##### The input #####
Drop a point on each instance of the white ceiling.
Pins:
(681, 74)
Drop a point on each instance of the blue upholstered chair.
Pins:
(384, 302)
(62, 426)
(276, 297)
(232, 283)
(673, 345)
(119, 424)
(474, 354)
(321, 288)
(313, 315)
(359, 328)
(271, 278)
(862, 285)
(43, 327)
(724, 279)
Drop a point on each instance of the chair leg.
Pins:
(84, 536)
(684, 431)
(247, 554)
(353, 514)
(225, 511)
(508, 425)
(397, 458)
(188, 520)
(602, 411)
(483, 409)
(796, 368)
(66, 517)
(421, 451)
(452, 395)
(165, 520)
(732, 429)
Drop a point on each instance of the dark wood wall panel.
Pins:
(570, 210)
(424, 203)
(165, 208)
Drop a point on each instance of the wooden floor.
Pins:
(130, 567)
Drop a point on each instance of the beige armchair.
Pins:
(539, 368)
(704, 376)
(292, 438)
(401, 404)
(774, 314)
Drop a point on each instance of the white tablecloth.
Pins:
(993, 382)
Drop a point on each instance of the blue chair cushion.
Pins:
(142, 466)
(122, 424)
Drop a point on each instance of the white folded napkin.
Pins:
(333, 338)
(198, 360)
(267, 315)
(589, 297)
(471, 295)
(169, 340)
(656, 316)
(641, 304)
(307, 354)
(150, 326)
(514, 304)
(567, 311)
#####
▶ [Task brief]: Each of the records above is to be copied exactly.

▶ [Output below]:
Drop a point on each instance of the white ceiling.
Pins:
(681, 74)
Drop a point on each instance of the blue upholstered chair.
Pins:
(384, 302)
(62, 426)
(276, 297)
(232, 283)
(673, 345)
(119, 424)
(474, 354)
(321, 288)
(313, 315)
(359, 328)
(271, 278)
(862, 285)
(43, 327)
(724, 279)
Drop a point on each instance of the chair leg.
Pins:
(84, 536)
(684, 431)
(247, 554)
(353, 514)
(225, 511)
(508, 425)
(397, 458)
(188, 520)
(602, 411)
(483, 409)
(796, 368)
(66, 517)
(421, 451)
(452, 395)
(165, 520)
(732, 429)
Drop a point on each instance of the dark wood wall panel.
Pins:
(570, 210)
(424, 203)
(165, 208)
Drop a point on each instance of the wooden floor.
Pins:
(130, 567)
Drop a point on each instance of the beige armchair.
Pins:
(539, 368)
(704, 376)
(292, 438)
(401, 404)
(774, 314)
Drop a point on each instance of the white tablecloth.
Pins:
(993, 382)
Drop a point on each instance of the blue chair cushion.
Pins:
(142, 466)
(122, 424)
Drop a point on each instance of the white folded napkin.
Pins:
(333, 338)
(198, 360)
(267, 315)
(589, 297)
(471, 295)
(169, 340)
(656, 316)
(641, 304)
(307, 354)
(150, 326)
(514, 304)
(567, 311)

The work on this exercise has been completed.